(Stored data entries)
-------------------------

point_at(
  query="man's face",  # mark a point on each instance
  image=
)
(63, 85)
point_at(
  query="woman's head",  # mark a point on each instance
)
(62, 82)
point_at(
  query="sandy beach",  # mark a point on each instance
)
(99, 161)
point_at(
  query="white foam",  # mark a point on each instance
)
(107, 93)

-------------------------

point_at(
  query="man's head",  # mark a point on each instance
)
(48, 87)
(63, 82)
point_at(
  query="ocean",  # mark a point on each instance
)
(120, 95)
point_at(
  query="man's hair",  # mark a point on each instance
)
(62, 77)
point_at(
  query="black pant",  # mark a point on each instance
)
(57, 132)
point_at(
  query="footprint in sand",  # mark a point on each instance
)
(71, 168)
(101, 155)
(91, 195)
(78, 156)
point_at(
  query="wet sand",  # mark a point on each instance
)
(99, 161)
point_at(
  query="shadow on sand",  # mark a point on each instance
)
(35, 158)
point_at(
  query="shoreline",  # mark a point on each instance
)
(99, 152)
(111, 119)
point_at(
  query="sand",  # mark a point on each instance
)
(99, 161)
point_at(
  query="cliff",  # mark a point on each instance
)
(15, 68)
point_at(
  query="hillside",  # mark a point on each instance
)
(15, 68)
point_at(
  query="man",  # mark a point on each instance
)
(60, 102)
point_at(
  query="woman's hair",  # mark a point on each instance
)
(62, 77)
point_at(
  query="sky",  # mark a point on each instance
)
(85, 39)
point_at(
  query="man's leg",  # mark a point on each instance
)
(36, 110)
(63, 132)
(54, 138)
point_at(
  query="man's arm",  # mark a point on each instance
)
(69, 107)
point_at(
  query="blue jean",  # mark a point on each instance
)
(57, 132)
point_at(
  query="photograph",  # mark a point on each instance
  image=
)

-------------------------

- _Exercise prompt_:
What is the number of lines in the entries above that hold the string "woman"? Please state that number alone.

- _Reply to the task_:
2